═════ Estratto testuale

L’altra verità mostra però un regista diverso, in un contesto a lui nuovo e insolito, con un film che affronta un tema tanto attuale quanto scottante e vari tipi di dramma.
Dal quello della guerra, alla perdita del migliore amico, dalla vendetta all’abbandono, fino alla ricerca di se stesso da parte del protagonista: un uomo che ha perso la sua anima nel deserto dell’Afghanistan e cerca di recuperare il suo vecchio io, quello che saltava la scuola per bere vino scadente sul traghetto di Liverpool, insieme al suo amico.
L’altra verità è una storia di amicizia e morte che Loach racconta in maniera cruda, realistica, ma al tempo stesso commovente e appassionante. E’ una pellicola che ha in sé thriller, dramma e film di denuncia. Noto per i suoi film impegnati, come si è soliti definire quelle opere che trattano il sociale, l’attualità, gli argomenti politically incorrect, anche questa volta il regista britannico non si esime dal lanciare accuse nei confronti non tanto dei mercenari, “esseri umani che si vendono come puttane per soldi”, quanto contro chi gestisce questi contractor e i contratti da milioni di sterline che derivano dal loro impiego nei paesi stranieri in stato di guerra.

══════════

Consegna> Prosegui il brano sul film L'altra verità a partire dall'ultima frase riportata, mantenendone tono e registro.

═════ Dati forniti

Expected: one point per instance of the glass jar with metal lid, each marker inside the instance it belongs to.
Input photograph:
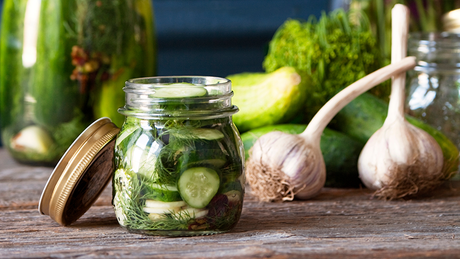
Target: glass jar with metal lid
(178, 159)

══════════

Risposta>
Ed anche verso i soldati americani, abili torturatori di ostaggi, il cui motto è: “niente sangue, niente peccato”, a significare che gli omicidi per soffocamento o scosse elettriche, senza spargimenti di sangue appunto, sono leciti.
Senza raccontare la trama nel dettaglio, possiamo solo dire che la sceneggiatura vanta un buon intreccio e un finale shock: il copione di Paul Laverty studia a fondo i personaggi e scava nel loro io, mostrandoci uomini e donne distrutti.
Perché la guerra è questo: distruzione. “Non si torna dall’Afghanistan o dall’ Iraq per poi andare tranquillamente in un centro commerciale”. Dopo essere stati nell’esercito britannico, Fergus convince Frankie a diventare contractor per una società privata.
Ultima possibilità per fare un mucchio di soldi. Ma Frankie viene ucciso e ben presto Fergus capisce che dietro al presunto attentato si nasconde qualcosa di più grande e molto losco. Inizia così a indagare, inimicandosi una serie di vecchie conoscenze che non vogliono che scopra la verità.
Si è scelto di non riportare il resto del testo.